* **Source document**

—————

You’d be forgiven for thinking that I’m about to add the ‘but’ into the sermon – that we should love LGBTQI people ‘but’ hate the sin, love the sinner – and I’m happy to reassure you that I’m not planning to do that. Queer people are not two entirely separate entities, who we are and what we do, in any more of a way than anyone else – and it is quite simply a nonsense when we try to separate out the acts of love from the love itself as so many self-professed Christians appear to try to do. That’s to entirely miss the point of what being human is all about – our integrated selves, and queer people often have a lot to teach others about that.

So my call to stop being inclusive is not because I think somehow the liberal agenda has gone too far, or because I think queer people should be seen and not heard, or because I think despite everything I’ve said, I think God really is a heterosexual man.

—————

* **Task instructions**
a: Reproduce the sermon excerpt from "So my call to" down to "a heterosexual man.", renaming "liberal agenda" as "progressive agenda".
b: List the reasons that the sermon excerpt says are not behind its call to stop being inclusive.
c: According to the sermon excerpt, what do queer people often have a lot to teach others about?

—————

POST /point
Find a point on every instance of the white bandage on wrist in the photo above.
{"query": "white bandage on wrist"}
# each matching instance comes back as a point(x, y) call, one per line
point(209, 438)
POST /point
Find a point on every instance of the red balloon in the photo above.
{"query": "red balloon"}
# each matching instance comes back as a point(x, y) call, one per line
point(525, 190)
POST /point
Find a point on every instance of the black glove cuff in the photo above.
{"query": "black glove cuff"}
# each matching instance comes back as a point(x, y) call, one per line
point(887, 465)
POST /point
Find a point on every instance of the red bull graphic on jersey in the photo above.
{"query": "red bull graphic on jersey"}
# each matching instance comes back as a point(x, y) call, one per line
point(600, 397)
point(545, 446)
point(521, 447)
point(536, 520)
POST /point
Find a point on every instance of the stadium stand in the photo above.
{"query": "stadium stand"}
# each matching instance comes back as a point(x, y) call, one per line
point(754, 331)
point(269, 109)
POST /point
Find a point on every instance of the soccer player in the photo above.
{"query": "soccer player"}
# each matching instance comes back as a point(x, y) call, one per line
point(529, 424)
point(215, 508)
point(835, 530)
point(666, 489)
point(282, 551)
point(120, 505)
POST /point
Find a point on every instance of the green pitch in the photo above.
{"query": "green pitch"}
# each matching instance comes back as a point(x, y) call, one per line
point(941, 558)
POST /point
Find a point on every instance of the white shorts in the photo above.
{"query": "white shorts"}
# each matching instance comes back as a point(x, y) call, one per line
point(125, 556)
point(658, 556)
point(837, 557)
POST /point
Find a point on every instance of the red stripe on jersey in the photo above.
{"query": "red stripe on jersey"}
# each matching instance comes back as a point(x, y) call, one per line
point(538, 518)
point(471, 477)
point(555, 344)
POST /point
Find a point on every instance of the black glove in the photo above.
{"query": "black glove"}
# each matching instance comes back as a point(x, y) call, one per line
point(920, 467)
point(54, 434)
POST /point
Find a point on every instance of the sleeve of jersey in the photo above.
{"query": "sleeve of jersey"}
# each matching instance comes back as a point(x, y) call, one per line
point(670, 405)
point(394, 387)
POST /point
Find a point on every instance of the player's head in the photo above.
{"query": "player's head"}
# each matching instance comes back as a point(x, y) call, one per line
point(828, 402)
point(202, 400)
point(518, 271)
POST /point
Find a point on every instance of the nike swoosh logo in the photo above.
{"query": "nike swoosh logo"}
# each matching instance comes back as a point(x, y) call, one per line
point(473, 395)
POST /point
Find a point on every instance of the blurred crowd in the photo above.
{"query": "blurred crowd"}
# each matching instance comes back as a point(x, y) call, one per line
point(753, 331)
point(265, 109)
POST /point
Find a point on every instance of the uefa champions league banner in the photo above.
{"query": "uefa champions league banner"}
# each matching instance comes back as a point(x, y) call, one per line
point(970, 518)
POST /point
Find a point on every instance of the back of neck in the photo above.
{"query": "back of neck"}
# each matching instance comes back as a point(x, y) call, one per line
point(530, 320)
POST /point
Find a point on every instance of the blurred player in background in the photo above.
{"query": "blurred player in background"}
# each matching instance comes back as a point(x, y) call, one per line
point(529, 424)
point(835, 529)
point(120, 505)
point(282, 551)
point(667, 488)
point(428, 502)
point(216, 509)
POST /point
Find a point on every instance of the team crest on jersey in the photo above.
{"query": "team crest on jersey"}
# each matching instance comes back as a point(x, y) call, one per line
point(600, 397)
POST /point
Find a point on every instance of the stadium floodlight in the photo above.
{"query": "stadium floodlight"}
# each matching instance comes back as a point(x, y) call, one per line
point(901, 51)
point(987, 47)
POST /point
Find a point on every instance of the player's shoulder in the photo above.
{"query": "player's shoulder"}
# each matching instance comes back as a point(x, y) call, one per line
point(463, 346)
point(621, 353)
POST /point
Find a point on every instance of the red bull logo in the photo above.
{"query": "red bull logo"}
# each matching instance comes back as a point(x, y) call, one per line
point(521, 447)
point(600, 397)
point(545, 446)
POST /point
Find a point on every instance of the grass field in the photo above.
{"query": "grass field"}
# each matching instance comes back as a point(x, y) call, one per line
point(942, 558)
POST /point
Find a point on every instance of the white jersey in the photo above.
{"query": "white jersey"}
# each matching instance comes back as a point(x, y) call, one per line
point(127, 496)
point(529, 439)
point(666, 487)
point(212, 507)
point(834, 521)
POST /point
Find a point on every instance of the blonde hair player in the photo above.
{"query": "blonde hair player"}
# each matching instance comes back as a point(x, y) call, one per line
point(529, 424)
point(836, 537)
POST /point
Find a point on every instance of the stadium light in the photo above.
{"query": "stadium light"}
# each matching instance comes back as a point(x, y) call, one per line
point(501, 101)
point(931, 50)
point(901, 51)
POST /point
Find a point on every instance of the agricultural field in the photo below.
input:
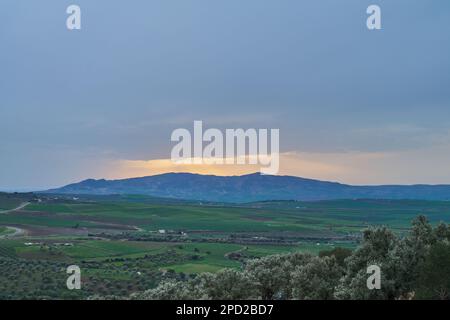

—————

* **Full solutions**
a:
So my call to stop being inclusive is not because I think somehow the progressive agenda has gone too far, or because I think queer people should be seen and not heard, or because I think despite everything I’ve said, I think God really is a heterosexual man.

b:
- The liberal agenda has gone too far.
- Queer people should be seen and not heard.
- God really is a heterosexual man.

c: Our integrated selves, which is what being human is all about.